Keywords

1 Introduction and Background

Computational thinking education is an important component in the process of digitalization of society and the economy, as discussed in a recent study organized by the European Commission [2]. The European Commission encourages this focus by making computational thinking education a priority in order to improve digital skills and competences as part of the digital transformation. This study highlights that the transfer of computational thinking into educational subjects is a new field, which poses many challenges that need to be assessed in educational practice.

Evaluation and measurement of results are important in educational practice when implementing different teaching methods and tools. In the absence of a single unified definition of computational thinking, researchers working in this area apply different definitions [19, 25, 26]. As the result, there is also no single tool to assess computational thinking. For the assessment of computational thinking, various methods and tools have been developed today, such as Dr. Scratch, Bebras tasks, Zoombinis, CTt, CTS, etc.

Román-González categorized the tools for assessing computational thinking into the following groups: diagnostic tools, summative tools, formative-iterative tools, data-mining tools, skill transfer tools, perceptions-attitudes scales, vocabulary assessment [20].

Dr. Scratch as formative-iterative tool automatically analyzes Scratch programming projects and also can be used to develop computational thinking [27, 28]. Dr. Scratch analyzes code based on these computational thinking concepts: abstraction and problem decomposition, logical thinking, synchronization, parallelism, algorithmic notions of flow control, user interactivity, data representation [16].

Bebras tasks are used as another computational thinking assessment tool, classified as skill transfer tool [4, 5, 14, 20]. It is mentioned that the Bebras challenge tasks refer to analytics or analytical thinking concept [14], but there is not yet a representative set of Bebras tasks that has been validated as an assessment instrument for computational thinking.

Zoombinis [1] is an award-winning educational game from the nineties that has been rebuilt for modern platforms. It is not only used for learning computational thinking, but also in recent years for computational thinking assessment as a data-mining assessment tool. In Zoombinis, all the players actions are logged and then analyzed for the purpose of learning or the assessment. Concepts that are assessed in Zoombinis: problem decomposition, pattern recognition, abstraction, algorithm design [21].

More approaches to computational thinking assessment appear in recent research, e.g., CT-cube, a framework for the design, realization, analysis, and assessment of computational thinking activities [17], data driven approaches based on students’ artefacts [6].
────────
DIRECTIONS
A: List the groups into which Román-González sorted the tools for assessing computational thinking, as given in the computational thinking introduction.
B: Edit the computational thinking introduction, starting with "1 Introduction and" and going on through "in educational practice.", so that "European Commission" is replaced by "European Union".
C: Proceed with the computational thinking introduction from its last sentence onward.

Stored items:
────────
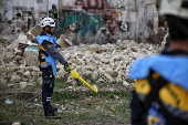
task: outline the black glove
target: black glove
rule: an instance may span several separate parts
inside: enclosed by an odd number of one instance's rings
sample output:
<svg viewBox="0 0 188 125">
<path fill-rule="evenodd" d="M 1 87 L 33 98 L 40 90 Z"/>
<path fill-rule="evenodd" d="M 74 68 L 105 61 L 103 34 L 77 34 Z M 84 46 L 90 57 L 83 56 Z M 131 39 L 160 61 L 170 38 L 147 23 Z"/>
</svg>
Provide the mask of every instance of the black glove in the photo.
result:
<svg viewBox="0 0 188 125">
<path fill-rule="evenodd" d="M 64 71 L 66 71 L 69 73 L 72 71 L 69 63 L 64 64 Z"/>
</svg>

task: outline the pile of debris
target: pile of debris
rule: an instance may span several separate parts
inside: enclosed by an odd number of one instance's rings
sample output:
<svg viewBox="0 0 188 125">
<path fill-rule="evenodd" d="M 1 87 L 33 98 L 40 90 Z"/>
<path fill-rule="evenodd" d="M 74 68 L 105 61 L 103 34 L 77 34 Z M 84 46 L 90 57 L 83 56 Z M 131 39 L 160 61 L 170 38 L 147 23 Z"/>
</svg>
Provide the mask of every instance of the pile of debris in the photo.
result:
<svg viewBox="0 0 188 125">
<path fill-rule="evenodd" d="M 36 25 L 27 34 L 20 34 L 10 45 L 8 45 L 10 41 L 1 40 L 0 83 L 17 84 L 23 88 L 34 84 L 34 81 L 42 83 L 34 41 L 40 32 L 41 29 Z M 164 45 L 149 43 L 138 44 L 132 40 L 118 40 L 116 44 L 73 45 L 72 39 L 66 35 L 60 37 L 58 43 L 62 45 L 60 51 L 71 67 L 83 77 L 91 77 L 100 83 L 123 82 L 124 84 L 126 84 L 129 67 L 136 59 L 157 54 L 164 48 Z M 64 71 L 63 65 L 59 63 L 58 69 L 58 79 L 75 83 L 75 80 Z"/>
</svg>

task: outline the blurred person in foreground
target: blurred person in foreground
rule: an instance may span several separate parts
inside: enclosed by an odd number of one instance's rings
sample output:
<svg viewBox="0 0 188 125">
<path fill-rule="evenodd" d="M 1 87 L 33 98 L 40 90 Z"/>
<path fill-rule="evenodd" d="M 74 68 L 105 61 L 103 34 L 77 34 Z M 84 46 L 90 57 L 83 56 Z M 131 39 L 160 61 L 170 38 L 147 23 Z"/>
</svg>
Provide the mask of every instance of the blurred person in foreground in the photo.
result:
<svg viewBox="0 0 188 125">
<path fill-rule="evenodd" d="M 39 43 L 40 71 L 42 72 L 42 104 L 44 116 L 49 118 L 61 118 L 55 115 L 58 107 L 51 105 L 54 81 L 56 75 L 56 60 L 64 65 L 66 72 L 71 67 L 63 55 L 58 51 L 56 38 L 53 37 L 55 31 L 55 21 L 52 18 L 44 18 L 41 21 L 43 31 L 36 37 Z"/>
<path fill-rule="evenodd" d="M 160 0 L 170 44 L 160 54 L 136 60 L 132 125 L 188 125 L 188 0 Z"/>
</svg>

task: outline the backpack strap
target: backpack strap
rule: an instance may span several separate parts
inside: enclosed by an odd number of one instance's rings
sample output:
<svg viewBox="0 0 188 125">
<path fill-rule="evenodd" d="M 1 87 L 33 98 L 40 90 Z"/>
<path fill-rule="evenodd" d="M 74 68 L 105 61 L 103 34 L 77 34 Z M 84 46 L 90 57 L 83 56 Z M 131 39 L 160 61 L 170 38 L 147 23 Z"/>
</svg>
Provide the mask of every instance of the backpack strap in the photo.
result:
<svg viewBox="0 0 188 125">
<path fill-rule="evenodd" d="M 158 73 L 150 71 L 149 76 L 147 77 L 147 81 L 152 87 L 152 91 L 148 93 L 148 95 L 145 97 L 145 108 L 148 111 L 154 100 L 158 98 L 158 92 L 159 90 L 165 86 L 168 81 L 166 81 L 164 77 L 161 77 Z"/>
</svg>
────────
ANSWERS BY ITEM NUMBER
A: diagnostic tools, summative tools, formative-iterative tools, data-mining tools, skill transfer tools, perceptions-attitudes scales, vocabulary assessment

B:
1 Introduction and Background

Computational thinking education is an important component in the process of digitalization of society and the economy, as discussed in a recent study organized by the European Union [2]. The European Union encourages this focus by making computational thinking education a priority in order to improve digital skills and competences as part of the digital transformation. This study highlights that the transfer of computational thinking into educational subjects is a new field, which poses many challenges that need to be assessed in educational practice.

C:
CTt (computational thinking test) was developed and validated by Román-González et al. [19]. CTt consists of 28 questions, divided in 7 groups: basic directions and sequences; repeat times; repeat until; simple conditional; complex conditional; while conditional; simple functions [19]. The test focuses on middle school children (mainly for 12–14 years old, but it can be used from 5th to 10th grade). Computational concepts used in the test are aligned with the CSTA (Computer Science Teachers Association) Computer Science Standards for the 7th and 8th grade [3]. Guggemos [9] mentions the main computational thinking concepts that CTt covers: abstraction, decomposition, algorithms, and debugging. The CTt has some advantages, like the ability to be conducted in large groups in pre-test scenarios, allowing for early detection of students with high abilities (or special needs) for programming tasks; and the ability to collect quantitative information before the evaluations of the effectiveness of curricula designed to foster computational thinking [19].

Another validated tool for assessing computational thinking independently of programming is the CTS (Computational Thinking Scales) test [13]. This test identifies the following components of computational thinking based on ISTE (International Society for Technology in Education): creativity, algorithmic thinking, critical thinking, problem solving and collaboration skills [12]. The specificity of this test is that it is a self-assessment instrument. In this respect, it is completely different from the CTt test, which is knowledge assessment test.

Since computational thinking is broader than programming as defined in The European Commission’s Staff Working Document accompanying the Digital Education Action Plan 2021–2027 (DEAP) [7]: “Computational thinking, programming and coding are often used interchangeably in education settings, but they are distinct activities”, therefore it is important to pay attention to computational thinking assessment tools that assess beyond programming or algorithmic skills. Commonly used validated tests for assessing computational thinking that are independent of programming languages are the CTt and CTS [10, 15, 18, 24]. Other tools mentioned above are associated with specific platforms for programming or gaming (e.g. Dr. Scratch, Zoombinis). The Bebras tasks are tool independent, but not yet validated as a set of tasks for the assessment of computational thinking. For this reason, the tool-independent tests mentioned above (CTt and CTS) were chosen for this study. Both CTt and CTS are presented to students in a form of tests (a set of questions/statements with a set of answer options), while allowing to assess computational thinking from different points of view.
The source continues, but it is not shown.